■ AIM
Only the pictures are to be left out; set down the rest of the records exactly.
..........
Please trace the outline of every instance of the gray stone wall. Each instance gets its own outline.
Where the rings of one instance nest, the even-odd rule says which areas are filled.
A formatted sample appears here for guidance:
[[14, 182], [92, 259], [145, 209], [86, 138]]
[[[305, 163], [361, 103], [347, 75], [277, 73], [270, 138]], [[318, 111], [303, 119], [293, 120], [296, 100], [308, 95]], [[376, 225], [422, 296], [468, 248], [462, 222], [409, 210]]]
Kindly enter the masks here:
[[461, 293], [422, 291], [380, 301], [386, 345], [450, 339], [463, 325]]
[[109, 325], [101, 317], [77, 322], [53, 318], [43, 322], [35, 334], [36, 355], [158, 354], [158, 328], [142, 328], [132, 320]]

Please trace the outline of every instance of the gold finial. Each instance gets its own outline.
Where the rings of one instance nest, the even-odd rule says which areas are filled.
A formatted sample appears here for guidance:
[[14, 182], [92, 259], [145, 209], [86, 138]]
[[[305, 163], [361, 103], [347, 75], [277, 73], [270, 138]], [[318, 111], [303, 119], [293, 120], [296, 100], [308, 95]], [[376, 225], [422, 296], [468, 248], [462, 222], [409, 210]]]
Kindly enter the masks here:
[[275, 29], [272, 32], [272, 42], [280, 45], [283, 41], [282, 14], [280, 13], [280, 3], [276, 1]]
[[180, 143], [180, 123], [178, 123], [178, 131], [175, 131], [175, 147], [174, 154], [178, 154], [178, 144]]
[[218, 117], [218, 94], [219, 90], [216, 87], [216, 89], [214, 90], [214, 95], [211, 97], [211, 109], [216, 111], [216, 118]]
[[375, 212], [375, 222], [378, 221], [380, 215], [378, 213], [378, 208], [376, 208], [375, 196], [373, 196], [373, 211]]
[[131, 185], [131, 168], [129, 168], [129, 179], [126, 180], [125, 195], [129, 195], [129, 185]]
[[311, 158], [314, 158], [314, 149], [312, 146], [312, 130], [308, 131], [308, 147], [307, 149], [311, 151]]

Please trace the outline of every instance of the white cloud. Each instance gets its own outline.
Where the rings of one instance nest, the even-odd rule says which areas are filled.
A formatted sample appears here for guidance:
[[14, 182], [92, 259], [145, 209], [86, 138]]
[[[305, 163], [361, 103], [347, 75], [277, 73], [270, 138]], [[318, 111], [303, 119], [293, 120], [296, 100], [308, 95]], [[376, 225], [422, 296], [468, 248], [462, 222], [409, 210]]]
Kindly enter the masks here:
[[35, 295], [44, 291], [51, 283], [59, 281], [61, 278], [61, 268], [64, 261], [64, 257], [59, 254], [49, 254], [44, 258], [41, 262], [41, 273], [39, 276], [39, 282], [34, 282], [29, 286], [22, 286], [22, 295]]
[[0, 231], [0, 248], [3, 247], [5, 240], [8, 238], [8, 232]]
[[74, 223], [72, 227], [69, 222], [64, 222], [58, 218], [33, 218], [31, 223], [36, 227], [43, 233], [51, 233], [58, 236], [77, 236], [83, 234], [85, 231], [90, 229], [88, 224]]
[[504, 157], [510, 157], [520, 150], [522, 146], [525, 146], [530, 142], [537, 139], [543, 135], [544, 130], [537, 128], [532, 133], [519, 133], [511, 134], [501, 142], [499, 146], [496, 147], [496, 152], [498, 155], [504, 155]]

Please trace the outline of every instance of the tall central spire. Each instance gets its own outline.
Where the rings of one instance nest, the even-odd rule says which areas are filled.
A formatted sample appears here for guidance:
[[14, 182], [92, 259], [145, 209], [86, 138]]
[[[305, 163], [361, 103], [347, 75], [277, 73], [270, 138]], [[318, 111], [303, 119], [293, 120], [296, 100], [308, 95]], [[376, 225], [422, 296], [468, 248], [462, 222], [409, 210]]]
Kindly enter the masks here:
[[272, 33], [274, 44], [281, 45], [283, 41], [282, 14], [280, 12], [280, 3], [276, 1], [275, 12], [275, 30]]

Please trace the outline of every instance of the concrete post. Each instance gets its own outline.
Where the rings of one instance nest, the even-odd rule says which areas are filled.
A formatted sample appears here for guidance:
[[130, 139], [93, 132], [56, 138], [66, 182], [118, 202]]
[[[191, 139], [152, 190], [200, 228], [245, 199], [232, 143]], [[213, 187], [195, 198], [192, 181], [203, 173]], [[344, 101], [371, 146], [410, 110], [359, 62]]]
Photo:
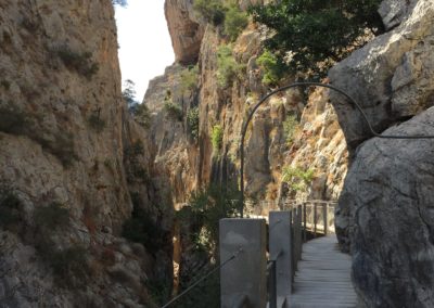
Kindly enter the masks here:
[[246, 307], [265, 308], [267, 305], [265, 219], [220, 219], [219, 233], [220, 264], [237, 254], [233, 260], [220, 269], [221, 307], [235, 307], [247, 296]]
[[290, 211], [270, 211], [270, 258], [282, 252], [276, 262], [278, 298], [291, 295], [292, 290], [291, 231]]

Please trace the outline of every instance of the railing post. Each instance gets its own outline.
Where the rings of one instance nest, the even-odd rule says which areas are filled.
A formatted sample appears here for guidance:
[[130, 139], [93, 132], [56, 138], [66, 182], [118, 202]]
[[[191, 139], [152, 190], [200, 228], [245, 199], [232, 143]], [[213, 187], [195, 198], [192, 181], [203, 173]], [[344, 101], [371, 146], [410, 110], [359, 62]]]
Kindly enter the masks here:
[[[292, 290], [292, 213], [290, 210], [270, 211], [269, 248], [270, 260], [276, 259], [277, 296], [288, 297]], [[279, 257], [277, 257], [279, 256]]]
[[278, 292], [276, 278], [276, 260], [271, 260], [268, 267], [268, 292], [270, 308], [278, 308]]
[[298, 205], [298, 261], [302, 259], [302, 251], [303, 251], [302, 221], [303, 221], [303, 207], [302, 205]]
[[314, 238], [317, 238], [317, 203], [314, 203]]
[[303, 242], [306, 243], [307, 242], [307, 204], [306, 202], [303, 203], [303, 219], [304, 219], [304, 232], [303, 232]]
[[232, 308], [247, 296], [248, 307], [267, 305], [265, 219], [220, 219], [220, 260], [239, 252], [220, 269], [221, 308]]
[[327, 236], [329, 233], [329, 203], [324, 203], [324, 235]]

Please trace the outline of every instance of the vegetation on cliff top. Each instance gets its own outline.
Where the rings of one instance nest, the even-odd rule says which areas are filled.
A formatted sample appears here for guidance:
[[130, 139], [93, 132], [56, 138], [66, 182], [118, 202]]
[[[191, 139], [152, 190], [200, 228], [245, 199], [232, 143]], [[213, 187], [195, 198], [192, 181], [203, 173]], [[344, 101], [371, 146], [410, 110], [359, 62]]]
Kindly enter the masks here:
[[234, 1], [195, 0], [193, 8], [214, 26], [222, 24], [224, 34], [232, 41], [248, 24], [247, 14]]
[[265, 46], [292, 74], [322, 77], [330, 66], [361, 47], [369, 29], [382, 30], [380, 0], [282, 0], [248, 12], [271, 31]]
[[220, 88], [228, 88], [237, 76], [241, 74], [244, 65], [238, 63], [232, 54], [230, 44], [221, 44], [217, 50], [217, 84]]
..........
■ RESULT
Please trace the outline of every instance of the gray stone wall. Each instance gets its own outline.
Where the rings of one instance nest, the even-odd rule says which areas are filled.
A formatted sample appears here for guidance:
[[14, 182], [92, 259], [145, 209], [86, 138]]
[[[305, 163], [361, 103], [347, 75], [277, 73], [270, 138]], [[318, 111], [303, 119], [293, 120], [296, 100], [308, 95]], [[376, 225], [422, 296], [468, 248], [462, 222], [409, 210]]]
Kindly enter the masks here:
[[461, 293], [422, 291], [380, 301], [386, 345], [450, 339], [463, 325]]
[[109, 325], [101, 317], [77, 322], [53, 318], [43, 322], [35, 334], [36, 355], [158, 354], [158, 328], [142, 328], [132, 320]]

Please trace the outline of every instance of the gold finial. Each instance gets its own outline.
Where the rings of one instance nest, the even-odd rule says which areas are filled.
A formatted sample appears here for guidance:
[[14, 182], [92, 259], [145, 209], [86, 138]]
[[[305, 163], [361, 103], [347, 75], [277, 73], [270, 138]], [[318, 111], [303, 119], [293, 120], [296, 100], [308, 95]], [[376, 225], [422, 296], [468, 248], [462, 222], [409, 210]]]
Kindly enter the masks here:
[[275, 29], [272, 32], [272, 42], [280, 45], [283, 41], [282, 14], [280, 13], [280, 3], [276, 1]]
[[180, 143], [180, 123], [178, 123], [178, 131], [175, 131], [175, 147], [174, 154], [178, 154], [178, 144]]
[[218, 117], [218, 94], [219, 90], [216, 87], [216, 89], [214, 90], [214, 95], [211, 97], [211, 109], [216, 111], [216, 118]]
[[375, 212], [375, 222], [378, 221], [380, 215], [378, 213], [378, 208], [376, 208], [375, 196], [373, 196], [373, 211]]
[[131, 185], [131, 168], [129, 168], [129, 179], [126, 180], [125, 195], [129, 195], [129, 185]]
[[311, 158], [314, 158], [314, 149], [312, 146], [312, 130], [308, 131], [308, 147], [307, 149], [311, 151]]

Please trace the outline of every instance of the white cloud. Each instance gets its own outline.
Where the rings of one instance nest, the even-odd rule says which areas are filled.
A formatted sample appears here for guidance:
[[14, 182], [92, 259], [145, 209], [86, 138]]
[[[305, 163], [361, 103], [347, 75], [277, 73], [270, 138]], [[318, 111], [303, 119], [293, 120], [296, 100], [308, 95]], [[376, 225], [422, 296], [468, 248], [462, 222], [409, 210]]]
Kindly enter the masks here:
[[35, 295], [44, 291], [51, 283], [59, 281], [61, 278], [61, 268], [64, 261], [64, 257], [59, 254], [49, 254], [44, 258], [41, 262], [41, 273], [39, 276], [39, 282], [34, 282], [29, 286], [22, 286], [22, 295]]
[[0, 231], [0, 248], [3, 247], [5, 240], [8, 238], [8, 232]]
[[74, 223], [72, 227], [69, 222], [64, 222], [58, 218], [33, 218], [31, 223], [36, 227], [43, 233], [51, 233], [58, 236], [77, 236], [83, 234], [85, 231], [90, 229], [88, 224]]
[[504, 157], [510, 157], [520, 150], [522, 146], [525, 146], [530, 142], [537, 139], [543, 135], [544, 130], [537, 128], [532, 133], [519, 133], [511, 134], [501, 142], [499, 146], [496, 147], [496, 152], [498, 155], [504, 155]]

Please trace the outline of every instance of the tall central spire. Each instance gets its own outline.
Where the rings of one instance nest, the even-odd rule says which areas are filled.
A formatted sample appears here for guidance:
[[14, 182], [92, 259], [145, 209], [86, 138]]
[[[305, 163], [361, 103], [347, 75], [277, 73], [270, 138]], [[318, 111], [303, 119], [293, 120], [296, 100], [308, 95]], [[376, 225], [422, 296], [468, 248], [462, 222], [409, 210]]]
Kindly enter the masks here:
[[272, 33], [274, 44], [281, 45], [283, 41], [282, 14], [280, 12], [280, 3], [276, 1], [275, 12], [275, 30]]

Please trace the outline of every instance of the concrete post. Each instance gets its own outline.
Where the rings of one instance nest, the even-odd rule says which areas are filled.
A formatted sample appears here for guidance:
[[130, 139], [93, 132], [56, 138], [66, 182], [118, 202]]
[[[191, 139], [152, 190], [200, 228], [245, 199], [232, 143]], [[213, 187], [195, 198], [192, 181], [203, 173]], [[344, 101], [371, 146], [410, 110], [359, 62]]]
Photo:
Kindly enter the masks here:
[[246, 307], [265, 308], [267, 305], [265, 219], [220, 219], [219, 233], [220, 264], [237, 254], [233, 260], [220, 269], [221, 307], [235, 307], [247, 296]]
[[290, 211], [270, 211], [270, 258], [282, 252], [276, 262], [278, 298], [291, 295], [292, 290], [291, 231]]

Please trace the outline of every instance of the railing post. Each instance gets its own outline.
Where the rings of one instance nest, the even-odd rule says which areas are filled.
A formatted sample appears here for guidance:
[[130, 139], [93, 132], [56, 138], [66, 182], [118, 202]]
[[[191, 139], [152, 190], [200, 228], [245, 199], [232, 143]], [[213, 187], [195, 198], [192, 181], [203, 173]], [[344, 101], [371, 146], [410, 110], [359, 62]]]
Kindly enter the masks here:
[[[292, 290], [292, 213], [290, 210], [270, 211], [269, 248], [270, 260], [276, 259], [277, 296], [288, 297]], [[279, 257], [277, 257], [279, 256]]]
[[278, 292], [276, 278], [276, 260], [271, 260], [268, 267], [268, 292], [270, 308], [278, 308]]
[[298, 205], [298, 261], [302, 259], [302, 251], [303, 251], [302, 221], [303, 221], [303, 207], [302, 205]]
[[314, 238], [317, 238], [317, 203], [314, 203]]
[[303, 242], [306, 243], [307, 242], [307, 204], [306, 202], [303, 203], [303, 219], [304, 219], [304, 232], [303, 232]]
[[232, 308], [247, 296], [248, 307], [267, 305], [265, 219], [220, 219], [220, 260], [239, 252], [220, 269], [221, 308]]
[[327, 236], [329, 233], [329, 203], [324, 203], [324, 235]]

Please trace the outline of every instance of the vegetation on cliff top. Each instance gets its own outline.
Where the rings of one instance nest, the even-odd rule says which areas are filled.
A formatted sample appears here for guidance:
[[130, 139], [93, 132], [56, 138], [66, 182], [118, 202]]
[[[191, 139], [152, 190], [200, 228], [245, 199], [232, 143]], [[213, 187], [195, 198], [192, 181], [203, 173]], [[344, 101], [371, 146], [410, 110], [359, 62]]]
Kindly enter the masks here:
[[234, 1], [195, 0], [193, 8], [214, 26], [222, 24], [224, 34], [232, 41], [248, 24], [247, 14]]
[[265, 46], [292, 74], [322, 77], [330, 66], [361, 47], [369, 29], [382, 30], [380, 0], [282, 0], [248, 12], [271, 31]]
[[220, 88], [228, 88], [237, 76], [241, 74], [244, 65], [238, 63], [232, 54], [230, 44], [221, 44], [217, 50], [217, 84]]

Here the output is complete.